◆ **Information provided**:
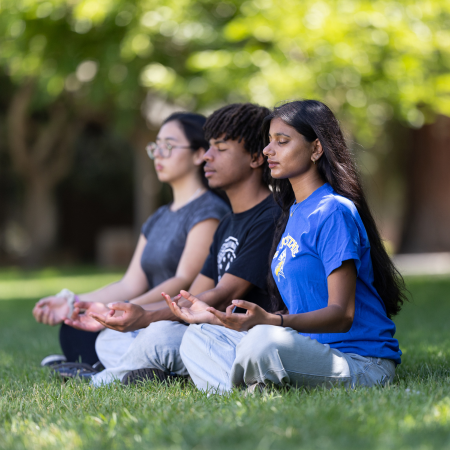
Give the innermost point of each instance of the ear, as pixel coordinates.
(317, 151)
(198, 156)
(257, 160)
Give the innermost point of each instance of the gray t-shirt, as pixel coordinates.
(166, 233)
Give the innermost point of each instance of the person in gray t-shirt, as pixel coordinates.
(171, 249)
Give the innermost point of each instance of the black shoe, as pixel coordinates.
(74, 370)
(141, 375)
(53, 360)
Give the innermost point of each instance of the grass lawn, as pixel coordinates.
(37, 412)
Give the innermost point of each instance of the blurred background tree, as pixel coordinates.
(120, 67)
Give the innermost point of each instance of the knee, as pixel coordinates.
(190, 339)
(260, 342)
(156, 333)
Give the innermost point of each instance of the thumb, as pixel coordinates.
(83, 305)
(119, 306)
(188, 296)
(244, 304)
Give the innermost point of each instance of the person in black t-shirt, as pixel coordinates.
(237, 265)
(240, 248)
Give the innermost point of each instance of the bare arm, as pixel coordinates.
(135, 317)
(53, 310)
(336, 317)
(133, 283)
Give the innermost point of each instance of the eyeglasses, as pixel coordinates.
(164, 150)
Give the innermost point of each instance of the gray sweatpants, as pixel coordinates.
(155, 347)
(218, 359)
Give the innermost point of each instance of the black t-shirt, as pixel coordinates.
(241, 247)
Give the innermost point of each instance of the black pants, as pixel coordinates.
(78, 345)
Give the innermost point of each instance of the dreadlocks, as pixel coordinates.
(238, 121)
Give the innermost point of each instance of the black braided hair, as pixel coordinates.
(239, 122)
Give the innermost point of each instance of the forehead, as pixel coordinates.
(171, 130)
(278, 126)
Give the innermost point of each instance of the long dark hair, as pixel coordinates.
(192, 125)
(314, 120)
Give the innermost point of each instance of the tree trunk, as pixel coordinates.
(41, 220)
(42, 155)
(427, 220)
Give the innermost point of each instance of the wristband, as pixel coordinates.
(282, 320)
(71, 298)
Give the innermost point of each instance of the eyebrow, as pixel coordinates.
(165, 139)
(281, 134)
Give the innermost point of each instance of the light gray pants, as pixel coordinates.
(218, 359)
(111, 345)
(154, 347)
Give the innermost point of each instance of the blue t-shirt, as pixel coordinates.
(323, 231)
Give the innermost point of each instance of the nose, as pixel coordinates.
(268, 149)
(208, 155)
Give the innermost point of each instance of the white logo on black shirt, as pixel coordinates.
(226, 255)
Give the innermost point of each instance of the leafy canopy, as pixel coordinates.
(368, 60)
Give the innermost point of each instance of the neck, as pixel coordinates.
(186, 189)
(247, 194)
(304, 185)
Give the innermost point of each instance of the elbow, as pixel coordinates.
(346, 323)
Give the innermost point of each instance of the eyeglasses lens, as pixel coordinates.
(163, 150)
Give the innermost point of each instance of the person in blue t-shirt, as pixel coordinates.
(328, 265)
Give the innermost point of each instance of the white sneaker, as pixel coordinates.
(52, 360)
(255, 388)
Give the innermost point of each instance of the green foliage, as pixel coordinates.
(370, 61)
(42, 413)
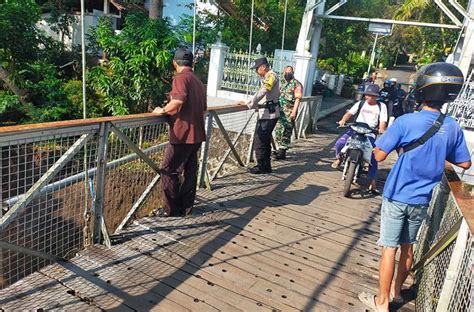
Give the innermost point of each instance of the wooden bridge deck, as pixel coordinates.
(286, 241)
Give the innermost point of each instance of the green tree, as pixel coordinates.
(137, 70)
(235, 24)
(19, 41)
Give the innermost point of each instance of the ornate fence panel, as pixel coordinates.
(238, 76)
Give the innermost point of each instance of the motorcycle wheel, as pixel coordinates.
(349, 178)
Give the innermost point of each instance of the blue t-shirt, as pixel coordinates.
(416, 173)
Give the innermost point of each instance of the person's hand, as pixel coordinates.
(293, 116)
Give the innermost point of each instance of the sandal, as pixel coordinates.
(374, 190)
(396, 300)
(368, 300)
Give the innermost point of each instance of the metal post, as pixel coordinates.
(205, 151)
(316, 113)
(250, 49)
(227, 139)
(98, 205)
(453, 268)
(283, 36)
(372, 56)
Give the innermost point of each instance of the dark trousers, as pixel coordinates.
(263, 142)
(179, 177)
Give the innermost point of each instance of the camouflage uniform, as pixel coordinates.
(289, 92)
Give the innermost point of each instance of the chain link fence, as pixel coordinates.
(444, 276)
(67, 185)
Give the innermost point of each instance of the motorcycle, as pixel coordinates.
(356, 154)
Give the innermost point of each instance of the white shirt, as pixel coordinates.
(370, 114)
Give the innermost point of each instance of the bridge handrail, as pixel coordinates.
(443, 257)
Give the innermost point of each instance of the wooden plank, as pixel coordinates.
(206, 247)
(87, 287)
(236, 293)
(139, 263)
(287, 298)
(132, 288)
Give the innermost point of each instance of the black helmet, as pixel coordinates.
(438, 82)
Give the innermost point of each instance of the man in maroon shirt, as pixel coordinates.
(186, 109)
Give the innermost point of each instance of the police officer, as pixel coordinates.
(291, 93)
(265, 101)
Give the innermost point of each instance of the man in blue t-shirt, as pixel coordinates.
(408, 189)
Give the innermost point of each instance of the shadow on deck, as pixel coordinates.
(286, 241)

◆ **Written instruction**: Reproduce the final stretch of the data above: every line from the one holding "Give the innermost point of each instance of the sandal, as" through the end, inclusive, exactly as written and nothing else.

◆ **Task result**:
Give the innermost point of each instance of the sandal, as pixel coordinates.
(374, 190)
(396, 300)
(368, 300)
Give the innermost point of each instance of the metal post, as pixel coordinates.
(205, 151)
(316, 113)
(250, 49)
(227, 139)
(98, 205)
(453, 268)
(283, 36)
(372, 56)
Give the innermost point of each instance of the dark trousers, as pixel coordinates.
(263, 142)
(179, 177)
Give the innermost point of each instance of the camouflage uniform, as pixel coordinates.
(289, 92)
Give the innermost point of each instance of the chain link fence, as pixel coordinates.
(444, 276)
(67, 185)
Give the innermost point of each instance of the motorcycle, as pixel coordinates.
(356, 154)
Give the innermost point of each instance of the white shirt, as pixel coordinates.
(370, 114)
Give the innermost point of each instance of the bridge handrail, as pixel coordinates.
(443, 257)
Give the innermost point of each instance of the wooden plank, as pixel coordinates.
(206, 247)
(87, 287)
(236, 293)
(139, 263)
(287, 298)
(132, 288)
Give the innermost point of each instance of the black helmet, as pixel coordinates.
(438, 82)
Give the innermost point of each instance of the man in maroon shirt, as pixel coordinates.
(186, 109)
Give the innermost point of each instance of the police officer, as pixel coordinates.
(291, 93)
(265, 101)
Give the innermost point of each instance of the man in blue t-shirt, as pixel coordinates.
(408, 189)
Give the innermost point of each instance of the shadow on deck, as pixel coordinates.
(286, 241)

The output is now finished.